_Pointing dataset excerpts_
* * *

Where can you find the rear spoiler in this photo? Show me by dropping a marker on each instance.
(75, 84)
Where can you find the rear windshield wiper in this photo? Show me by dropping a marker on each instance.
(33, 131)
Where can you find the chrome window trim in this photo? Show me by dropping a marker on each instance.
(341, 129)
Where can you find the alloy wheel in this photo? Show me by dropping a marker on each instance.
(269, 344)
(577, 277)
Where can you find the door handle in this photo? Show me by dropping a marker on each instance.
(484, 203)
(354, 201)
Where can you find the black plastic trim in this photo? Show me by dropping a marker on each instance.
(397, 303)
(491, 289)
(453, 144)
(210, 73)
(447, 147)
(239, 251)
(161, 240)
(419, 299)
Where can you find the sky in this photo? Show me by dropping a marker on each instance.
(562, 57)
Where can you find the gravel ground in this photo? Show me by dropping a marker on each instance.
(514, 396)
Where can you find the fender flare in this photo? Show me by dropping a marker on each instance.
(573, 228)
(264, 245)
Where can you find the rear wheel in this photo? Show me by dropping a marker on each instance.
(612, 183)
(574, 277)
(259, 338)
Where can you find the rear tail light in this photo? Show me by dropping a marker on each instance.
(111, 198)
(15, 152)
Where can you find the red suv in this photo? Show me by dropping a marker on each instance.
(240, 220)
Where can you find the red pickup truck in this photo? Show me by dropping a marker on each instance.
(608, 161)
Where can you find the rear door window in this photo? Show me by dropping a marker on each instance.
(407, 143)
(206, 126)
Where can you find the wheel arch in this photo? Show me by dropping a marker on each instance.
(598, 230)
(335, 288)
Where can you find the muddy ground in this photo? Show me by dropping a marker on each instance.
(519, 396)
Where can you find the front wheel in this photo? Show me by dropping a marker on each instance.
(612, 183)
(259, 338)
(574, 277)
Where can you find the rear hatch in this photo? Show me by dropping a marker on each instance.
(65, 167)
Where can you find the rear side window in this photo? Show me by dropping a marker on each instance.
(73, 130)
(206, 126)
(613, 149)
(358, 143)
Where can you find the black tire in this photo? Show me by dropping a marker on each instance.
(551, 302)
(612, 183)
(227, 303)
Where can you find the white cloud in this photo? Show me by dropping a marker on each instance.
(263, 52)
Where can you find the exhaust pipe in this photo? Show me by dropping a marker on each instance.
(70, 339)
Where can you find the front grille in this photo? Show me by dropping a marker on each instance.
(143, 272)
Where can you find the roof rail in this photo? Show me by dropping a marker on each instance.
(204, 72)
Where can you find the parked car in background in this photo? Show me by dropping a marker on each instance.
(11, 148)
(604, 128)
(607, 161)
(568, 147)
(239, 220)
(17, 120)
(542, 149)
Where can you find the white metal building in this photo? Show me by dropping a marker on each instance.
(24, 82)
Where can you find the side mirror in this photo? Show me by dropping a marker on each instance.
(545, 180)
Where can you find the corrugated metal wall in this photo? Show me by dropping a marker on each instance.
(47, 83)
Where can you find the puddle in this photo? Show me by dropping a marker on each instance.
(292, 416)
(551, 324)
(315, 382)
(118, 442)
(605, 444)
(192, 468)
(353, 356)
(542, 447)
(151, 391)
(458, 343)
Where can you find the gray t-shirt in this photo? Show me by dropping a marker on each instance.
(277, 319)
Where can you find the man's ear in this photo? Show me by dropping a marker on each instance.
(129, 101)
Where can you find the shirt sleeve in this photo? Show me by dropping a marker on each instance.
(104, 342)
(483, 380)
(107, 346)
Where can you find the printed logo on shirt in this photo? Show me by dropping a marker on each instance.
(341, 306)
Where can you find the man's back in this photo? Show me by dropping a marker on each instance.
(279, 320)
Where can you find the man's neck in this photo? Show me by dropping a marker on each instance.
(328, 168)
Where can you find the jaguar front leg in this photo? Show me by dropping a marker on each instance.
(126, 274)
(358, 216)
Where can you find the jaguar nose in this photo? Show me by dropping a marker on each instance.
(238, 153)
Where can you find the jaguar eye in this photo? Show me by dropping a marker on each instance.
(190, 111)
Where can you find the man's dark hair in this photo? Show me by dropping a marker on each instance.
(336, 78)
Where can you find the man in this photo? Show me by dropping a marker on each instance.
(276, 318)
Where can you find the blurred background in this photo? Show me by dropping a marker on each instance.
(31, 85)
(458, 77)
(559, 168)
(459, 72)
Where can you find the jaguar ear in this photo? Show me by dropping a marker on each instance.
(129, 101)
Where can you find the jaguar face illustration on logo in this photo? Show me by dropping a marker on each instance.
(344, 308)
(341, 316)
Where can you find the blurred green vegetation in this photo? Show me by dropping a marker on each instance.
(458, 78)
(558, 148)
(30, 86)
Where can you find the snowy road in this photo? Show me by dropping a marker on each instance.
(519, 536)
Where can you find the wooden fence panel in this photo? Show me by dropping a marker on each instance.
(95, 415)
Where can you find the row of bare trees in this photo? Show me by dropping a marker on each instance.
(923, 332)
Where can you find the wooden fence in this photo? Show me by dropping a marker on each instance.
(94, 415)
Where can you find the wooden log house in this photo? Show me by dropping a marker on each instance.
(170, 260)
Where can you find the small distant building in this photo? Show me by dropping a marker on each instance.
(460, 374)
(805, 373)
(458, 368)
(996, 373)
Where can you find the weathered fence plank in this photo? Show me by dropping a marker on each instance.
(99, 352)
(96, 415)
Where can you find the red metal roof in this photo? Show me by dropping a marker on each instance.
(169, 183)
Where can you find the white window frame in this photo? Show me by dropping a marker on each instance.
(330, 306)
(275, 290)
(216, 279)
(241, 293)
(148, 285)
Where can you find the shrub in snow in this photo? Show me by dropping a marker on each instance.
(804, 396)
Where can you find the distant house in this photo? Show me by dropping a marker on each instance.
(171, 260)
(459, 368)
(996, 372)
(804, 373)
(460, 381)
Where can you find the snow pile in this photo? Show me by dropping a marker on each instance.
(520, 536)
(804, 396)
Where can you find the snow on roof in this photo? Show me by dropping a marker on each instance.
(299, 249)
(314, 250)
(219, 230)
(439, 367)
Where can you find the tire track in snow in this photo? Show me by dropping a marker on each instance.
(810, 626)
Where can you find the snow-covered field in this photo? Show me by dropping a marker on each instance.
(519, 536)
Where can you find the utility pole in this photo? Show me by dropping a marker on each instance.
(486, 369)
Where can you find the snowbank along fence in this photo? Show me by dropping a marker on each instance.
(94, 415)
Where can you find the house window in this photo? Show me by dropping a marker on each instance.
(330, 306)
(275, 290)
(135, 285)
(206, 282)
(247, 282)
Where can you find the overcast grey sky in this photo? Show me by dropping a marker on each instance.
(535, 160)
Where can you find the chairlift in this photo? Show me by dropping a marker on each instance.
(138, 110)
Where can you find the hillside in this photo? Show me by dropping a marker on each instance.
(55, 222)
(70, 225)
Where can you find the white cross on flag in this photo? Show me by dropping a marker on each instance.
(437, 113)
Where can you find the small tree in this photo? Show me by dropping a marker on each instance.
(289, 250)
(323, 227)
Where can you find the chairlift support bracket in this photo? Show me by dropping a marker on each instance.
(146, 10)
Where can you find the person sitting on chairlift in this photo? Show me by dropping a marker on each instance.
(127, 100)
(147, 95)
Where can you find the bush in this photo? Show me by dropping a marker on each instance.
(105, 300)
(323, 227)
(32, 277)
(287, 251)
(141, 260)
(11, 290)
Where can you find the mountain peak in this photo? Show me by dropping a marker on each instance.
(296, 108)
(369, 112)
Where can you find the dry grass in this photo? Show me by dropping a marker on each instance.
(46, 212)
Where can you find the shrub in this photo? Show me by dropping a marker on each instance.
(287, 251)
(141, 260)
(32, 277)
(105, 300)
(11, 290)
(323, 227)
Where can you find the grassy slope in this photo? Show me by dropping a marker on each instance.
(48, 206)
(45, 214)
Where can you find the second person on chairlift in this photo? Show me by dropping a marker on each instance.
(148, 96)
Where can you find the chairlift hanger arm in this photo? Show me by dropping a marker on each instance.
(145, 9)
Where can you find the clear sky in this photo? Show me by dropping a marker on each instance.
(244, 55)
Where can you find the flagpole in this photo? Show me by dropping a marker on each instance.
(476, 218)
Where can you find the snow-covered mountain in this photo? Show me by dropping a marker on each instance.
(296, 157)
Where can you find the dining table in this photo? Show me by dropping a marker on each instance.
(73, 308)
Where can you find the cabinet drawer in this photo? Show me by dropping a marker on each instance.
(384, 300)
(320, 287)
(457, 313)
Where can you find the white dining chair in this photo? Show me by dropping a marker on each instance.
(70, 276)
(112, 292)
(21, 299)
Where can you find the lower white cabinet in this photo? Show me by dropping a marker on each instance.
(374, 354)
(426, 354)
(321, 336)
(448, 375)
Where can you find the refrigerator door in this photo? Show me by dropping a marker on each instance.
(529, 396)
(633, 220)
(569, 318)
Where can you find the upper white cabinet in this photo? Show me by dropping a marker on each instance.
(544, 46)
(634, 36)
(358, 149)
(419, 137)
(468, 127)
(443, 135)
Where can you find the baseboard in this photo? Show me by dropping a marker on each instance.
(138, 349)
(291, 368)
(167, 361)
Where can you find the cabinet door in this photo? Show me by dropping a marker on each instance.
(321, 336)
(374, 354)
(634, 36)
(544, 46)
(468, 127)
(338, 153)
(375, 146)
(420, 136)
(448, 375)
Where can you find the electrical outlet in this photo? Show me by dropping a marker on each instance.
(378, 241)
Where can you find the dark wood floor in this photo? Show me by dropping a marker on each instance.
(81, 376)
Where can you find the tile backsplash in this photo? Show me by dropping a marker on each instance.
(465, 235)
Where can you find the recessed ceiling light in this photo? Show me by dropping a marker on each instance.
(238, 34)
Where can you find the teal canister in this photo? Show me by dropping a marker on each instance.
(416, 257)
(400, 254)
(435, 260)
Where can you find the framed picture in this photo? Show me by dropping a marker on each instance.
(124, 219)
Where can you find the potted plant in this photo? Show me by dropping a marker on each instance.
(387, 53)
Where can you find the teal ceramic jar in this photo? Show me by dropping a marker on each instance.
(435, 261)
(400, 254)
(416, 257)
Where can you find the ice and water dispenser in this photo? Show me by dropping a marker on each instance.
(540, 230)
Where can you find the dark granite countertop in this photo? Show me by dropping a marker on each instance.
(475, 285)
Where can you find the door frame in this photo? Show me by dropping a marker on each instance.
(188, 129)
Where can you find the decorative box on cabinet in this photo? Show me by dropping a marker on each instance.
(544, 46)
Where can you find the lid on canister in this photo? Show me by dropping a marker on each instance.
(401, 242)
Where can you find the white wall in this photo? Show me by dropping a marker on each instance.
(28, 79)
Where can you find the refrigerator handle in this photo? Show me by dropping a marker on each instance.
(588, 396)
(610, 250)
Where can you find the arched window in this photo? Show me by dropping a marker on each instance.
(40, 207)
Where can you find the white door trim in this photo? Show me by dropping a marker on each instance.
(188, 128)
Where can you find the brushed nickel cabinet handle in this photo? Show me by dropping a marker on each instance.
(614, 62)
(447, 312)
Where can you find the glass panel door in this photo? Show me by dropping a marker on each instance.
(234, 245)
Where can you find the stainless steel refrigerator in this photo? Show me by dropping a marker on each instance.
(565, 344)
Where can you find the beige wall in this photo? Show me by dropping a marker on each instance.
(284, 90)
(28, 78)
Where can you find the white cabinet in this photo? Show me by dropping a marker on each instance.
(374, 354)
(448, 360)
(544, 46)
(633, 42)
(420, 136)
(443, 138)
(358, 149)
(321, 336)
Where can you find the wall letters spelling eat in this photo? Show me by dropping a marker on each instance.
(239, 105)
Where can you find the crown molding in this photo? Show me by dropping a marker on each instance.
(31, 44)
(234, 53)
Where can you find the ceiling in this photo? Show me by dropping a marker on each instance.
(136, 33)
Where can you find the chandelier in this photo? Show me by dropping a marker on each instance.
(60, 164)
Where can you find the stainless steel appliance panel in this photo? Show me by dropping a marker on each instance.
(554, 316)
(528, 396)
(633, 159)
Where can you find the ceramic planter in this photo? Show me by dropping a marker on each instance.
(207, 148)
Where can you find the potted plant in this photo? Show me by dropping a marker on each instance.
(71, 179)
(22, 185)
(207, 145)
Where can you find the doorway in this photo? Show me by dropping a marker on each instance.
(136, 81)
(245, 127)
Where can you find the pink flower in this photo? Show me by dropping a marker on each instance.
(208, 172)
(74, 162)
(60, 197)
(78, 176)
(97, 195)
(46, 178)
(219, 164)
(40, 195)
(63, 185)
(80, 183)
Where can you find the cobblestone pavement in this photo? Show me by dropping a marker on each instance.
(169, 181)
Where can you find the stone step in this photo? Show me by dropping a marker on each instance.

* * *

_WHAT IS REQUIRED_
Extract every line of the items, without any change, from the one containing "Where can you find the arched" through the end of the items.

_REPLY_
Where can you find the arched window in this photo? Show me by dropping a marker on each instance.
(40, 207)
Where can you find the white door trim in this photo? Show me by dropping a marker on each instance.
(188, 128)
Where can you find the brushed nickel cabinet handle in this photo? Show me by dropping a marker on each instance.
(614, 62)
(447, 312)
Where can you find the glass panel door in this photo? Show me by dropping a marker on each instance.
(234, 245)
Where can you find the stainless steel refrigerator in this photo? Show me by dropping a marker on each instance.
(565, 344)
Where can you find the beige wall in this photo? Show me by dropping a marker on each instance.
(284, 90)
(28, 78)
Where can you find the white cabinet in this photo? Show me by dropping a marker on each instance.
(374, 354)
(448, 360)
(544, 46)
(633, 42)
(420, 136)
(443, 138)
(358, 149)
(321, 336)
Where can you find the wall letters spelling eat in this photo? Show me by dropping a marker on each instance.
(239, 105)
Where can you find the crown molding in this photo? Show me by dropping a marker on each instance.
(31, 44)
(234, 53)
Where can you find the ceiling in this photo? Show me by dropping a marker on each instance.
(136, 33)
Where can you find the chandelier in this photo? Show me by dropping a marker on each instance.
(60, 164)
Where can you find the stainless steel appliance panel in this photo? Show me by dropping a marker on each instance.
(554, 316)
(528, 396)
(633, 159)
Where can you find the ceramic planter in this photo? Show me by dropping a marker on each instance.
(207, 148)
Where can you find the potted plant in this photo? Show me by dropping a marker on each instance.
(71, 179)
(22, 185)
(207, 145)
Where can you find the doorway in this photo? Show me by dropping a marker on each instance.
(136, 81)
(245, 127)
Where can you find the pink flower in this photo? Show me by dropping a marker on each instance.
(208, 172)
(74, 162)
(60, 197)
(78, 176)
(97, 195)
(46, 178)
(219, 164)
(40, 195)
(63, 185)
(80, 183)
Where can you find the cobblestone pavement in this photo? Show me by dropping a marker on each instance.
(169, 181)
Where can you find the stone step in this photo? Show me by dropping a marker on each instance.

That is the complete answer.